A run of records
----

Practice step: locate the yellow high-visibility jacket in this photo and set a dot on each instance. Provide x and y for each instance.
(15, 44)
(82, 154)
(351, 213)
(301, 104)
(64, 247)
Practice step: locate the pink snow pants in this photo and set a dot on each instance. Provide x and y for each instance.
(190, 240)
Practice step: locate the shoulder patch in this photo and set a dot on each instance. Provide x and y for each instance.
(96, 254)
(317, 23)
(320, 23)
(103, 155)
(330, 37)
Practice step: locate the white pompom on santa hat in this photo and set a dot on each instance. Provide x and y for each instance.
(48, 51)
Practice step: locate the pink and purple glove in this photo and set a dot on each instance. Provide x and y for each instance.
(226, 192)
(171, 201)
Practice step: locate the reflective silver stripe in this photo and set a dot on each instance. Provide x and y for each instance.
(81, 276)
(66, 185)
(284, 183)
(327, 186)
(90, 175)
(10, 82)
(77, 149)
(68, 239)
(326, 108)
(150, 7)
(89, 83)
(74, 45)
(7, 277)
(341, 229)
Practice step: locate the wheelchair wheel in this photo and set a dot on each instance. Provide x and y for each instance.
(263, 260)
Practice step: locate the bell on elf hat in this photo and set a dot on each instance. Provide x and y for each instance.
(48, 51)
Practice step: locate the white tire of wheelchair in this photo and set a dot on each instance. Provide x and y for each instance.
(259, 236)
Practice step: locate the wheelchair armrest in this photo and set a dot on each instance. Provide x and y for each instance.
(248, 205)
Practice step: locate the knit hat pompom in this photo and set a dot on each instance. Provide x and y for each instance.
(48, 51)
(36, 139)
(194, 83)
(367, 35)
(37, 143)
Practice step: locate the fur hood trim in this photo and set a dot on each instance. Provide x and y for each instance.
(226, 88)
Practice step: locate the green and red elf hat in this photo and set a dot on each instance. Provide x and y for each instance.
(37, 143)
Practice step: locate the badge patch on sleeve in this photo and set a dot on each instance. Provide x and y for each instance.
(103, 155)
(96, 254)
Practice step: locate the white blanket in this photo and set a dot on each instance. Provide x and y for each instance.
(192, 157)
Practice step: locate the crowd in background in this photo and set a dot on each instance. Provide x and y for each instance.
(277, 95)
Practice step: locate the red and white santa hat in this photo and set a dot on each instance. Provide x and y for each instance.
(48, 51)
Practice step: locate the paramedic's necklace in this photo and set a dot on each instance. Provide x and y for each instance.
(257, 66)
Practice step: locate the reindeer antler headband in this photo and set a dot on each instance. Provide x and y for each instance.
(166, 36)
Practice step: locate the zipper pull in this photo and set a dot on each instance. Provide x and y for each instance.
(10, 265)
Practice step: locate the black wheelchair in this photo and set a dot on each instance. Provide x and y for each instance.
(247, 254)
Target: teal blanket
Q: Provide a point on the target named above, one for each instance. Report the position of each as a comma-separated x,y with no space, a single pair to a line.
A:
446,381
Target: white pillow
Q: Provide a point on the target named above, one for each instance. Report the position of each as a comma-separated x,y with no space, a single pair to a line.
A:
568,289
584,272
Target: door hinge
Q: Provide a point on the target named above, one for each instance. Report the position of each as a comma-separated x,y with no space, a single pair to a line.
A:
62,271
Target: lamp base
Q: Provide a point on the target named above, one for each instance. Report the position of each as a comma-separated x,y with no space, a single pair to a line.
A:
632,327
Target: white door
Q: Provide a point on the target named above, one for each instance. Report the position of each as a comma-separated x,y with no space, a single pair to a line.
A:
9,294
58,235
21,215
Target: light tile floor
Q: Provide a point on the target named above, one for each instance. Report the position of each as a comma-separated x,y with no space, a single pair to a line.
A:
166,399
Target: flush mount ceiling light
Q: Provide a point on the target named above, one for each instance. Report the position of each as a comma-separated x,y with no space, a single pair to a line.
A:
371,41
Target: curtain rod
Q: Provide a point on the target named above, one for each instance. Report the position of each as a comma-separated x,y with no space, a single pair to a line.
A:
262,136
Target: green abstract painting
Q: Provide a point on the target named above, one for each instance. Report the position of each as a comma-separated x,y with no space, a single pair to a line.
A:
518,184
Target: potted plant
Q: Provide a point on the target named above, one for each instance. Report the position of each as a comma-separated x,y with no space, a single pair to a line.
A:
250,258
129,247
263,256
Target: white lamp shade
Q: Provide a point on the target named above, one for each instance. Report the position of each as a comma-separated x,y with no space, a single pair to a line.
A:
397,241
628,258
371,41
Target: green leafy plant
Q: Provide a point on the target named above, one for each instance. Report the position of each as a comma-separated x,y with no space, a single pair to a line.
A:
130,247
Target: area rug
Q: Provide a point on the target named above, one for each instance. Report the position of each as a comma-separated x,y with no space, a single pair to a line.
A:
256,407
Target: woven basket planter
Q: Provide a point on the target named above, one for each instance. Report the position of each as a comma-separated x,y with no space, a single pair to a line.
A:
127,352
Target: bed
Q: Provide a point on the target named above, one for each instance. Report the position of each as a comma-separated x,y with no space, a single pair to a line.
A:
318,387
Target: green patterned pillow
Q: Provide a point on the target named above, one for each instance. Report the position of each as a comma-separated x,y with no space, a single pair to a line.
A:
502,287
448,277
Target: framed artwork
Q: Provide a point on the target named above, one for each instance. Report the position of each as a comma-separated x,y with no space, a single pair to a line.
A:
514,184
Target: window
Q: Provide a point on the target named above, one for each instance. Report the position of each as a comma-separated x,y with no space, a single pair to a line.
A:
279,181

----

- _WHAT THIS TASK INVOLVES_:
Repeat, without change, each line of the data above from the one that contains "Target: green abstract painting" through the final line, counting both.

- _EXPECTED OUTPUT_:
Target: green abstract painting
Q: Provide a point on the target named above, one for each instance. Report the position of each as a comma-separated x,y with no space, a single pair to a line.
A:
518,184
Target: potted plant
Q: Provide a point on the target named above, one for each instance. Report the position of each as a comma-separated x,y with no space, a single pair to a line.
A:
250,258
129,247
263,256
Target: white lamp shade
Q: Provide a point on the target named above, one for each instance. Report the position of each as a comma-separated x,y with no space, a single pair to a line.
A:
397,241
628,258
371,41
Target: green leafy plant
Q: Provide a point on the target named above, one for each instance. Report the position of each as a comma-separated x,y with no space, a single pair to a line.
A:
130,247
Target: area rug
Q: Provide a point on the target named above, one for each instance. Report the position of each as a comma-separated x,y with no space, a single pair to a line.
A:
256,407
Target: woven basket planter
Q: Provide a point on the target named above, one for each instance. Report the position of each as a comma-separated x,y with no space, a single pair to a line.
A:
127,352
Target: bed
Q: Provide a point on the target named above, one for each instance. Report the position of each as a comma-separated x,y with no space, a single pair to a line.
A:
318,387
Target: green patterned pillow
Q: Provide a point on the target named above, one for each instance. Report the position of each as a comma-separated x,y with no space, a single pair to a line.
A:
502,287
448,277
Target: framed artwork
Q: Provide a point on the target named above, one for each instance. Report the position of each as a comma-separated x,y with no space, a single pair to a line.
A:
514,184
Target: window
Q: Provide a point on the target named above, one for each instance. Report the position of each as a comma-separated x,y with no space, a single pair to a line.
A:
279,181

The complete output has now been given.